- [DIRECTIONS FOR THIS TASK]
Repeat the records below exactly.

- [DATA SHOWN]
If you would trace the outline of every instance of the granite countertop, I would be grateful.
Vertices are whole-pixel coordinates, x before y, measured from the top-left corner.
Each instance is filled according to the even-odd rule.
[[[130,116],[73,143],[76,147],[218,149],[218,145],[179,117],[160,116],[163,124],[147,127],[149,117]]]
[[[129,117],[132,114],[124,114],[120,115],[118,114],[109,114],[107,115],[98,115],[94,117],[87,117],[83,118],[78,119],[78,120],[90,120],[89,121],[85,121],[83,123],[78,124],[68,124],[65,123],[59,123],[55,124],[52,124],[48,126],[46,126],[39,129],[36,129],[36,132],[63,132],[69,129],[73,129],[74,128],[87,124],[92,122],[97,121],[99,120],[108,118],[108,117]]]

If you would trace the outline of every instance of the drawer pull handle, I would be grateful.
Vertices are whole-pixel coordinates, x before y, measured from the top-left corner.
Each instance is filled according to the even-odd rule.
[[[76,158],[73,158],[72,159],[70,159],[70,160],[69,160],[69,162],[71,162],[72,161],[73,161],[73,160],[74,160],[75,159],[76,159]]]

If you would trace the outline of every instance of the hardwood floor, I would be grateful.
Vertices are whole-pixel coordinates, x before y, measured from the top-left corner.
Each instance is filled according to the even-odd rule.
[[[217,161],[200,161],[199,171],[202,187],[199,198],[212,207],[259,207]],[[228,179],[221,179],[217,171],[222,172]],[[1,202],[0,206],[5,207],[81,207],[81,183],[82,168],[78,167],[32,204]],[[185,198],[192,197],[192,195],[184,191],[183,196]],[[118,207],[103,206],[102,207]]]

- [CORRECT OUTPUT]
If you would trace the outline of every instance of the granite countertop, I would be grateful.
Vertices are whole-pixel coordinates, x before y, measured from the top-left corner.
Each instance is filled according to the even-odd rule.
[[[130,116],[73,143],[76,147],[218,149],[218,145],[179,117],[160,116],[163,124],[147,127],[149,117]]]
[[[129,117],[132,114],[124,114],[120,115],[118,114],[109,114],[107,115],[98,115],[94,117],[87,117],[83,118],[78,119],[78,120],[90,120],[89,121],[85,121],[83,123],[78,124],[68,124],[65,123],[59,123],[55,124],[52,124],[48,126],[46,126],[39,129],[36,129],[36,132],[63,132],[69,129],[73,129],[74,128],[87,124],[92,122],[97,121],[99,120],[108,118],[108,117]]]

If you would trace the outline of every instance of the drawer pull handle, I would be grateful.
Vertices are whole-pixel coordinates, x before y, measured from the top-left corner.
Each instance is filled according to the even-odd rule.
[[[76,158],[73,158],[72,159],[70,159],[70,160],[69,160],[69,162],[71,162],[72,161],[73,161],[73,160],[74,160],[75,159],[76,159]]]

If you would trace the outline of every instance of the hardwood floor, I would be grateful.
Vertices are whole-pixel coordinates, x before y, measured from the top-left corner.
Each instance is filled according to the even-odd rule.
[[[217,161],[200,161],[199,171],[202,187],[199,198],[212,207],[259,207]],[[228,179],[221,179],[217,171],[222,172]],[[1,202],[0,206],[5,207],[81,207],[81,183],[82,168],[78,167],[32,204]],[[185,198],[192,197],[192,195],[184,191],[183,196]],[[118,207],[103,206],[102,207]]]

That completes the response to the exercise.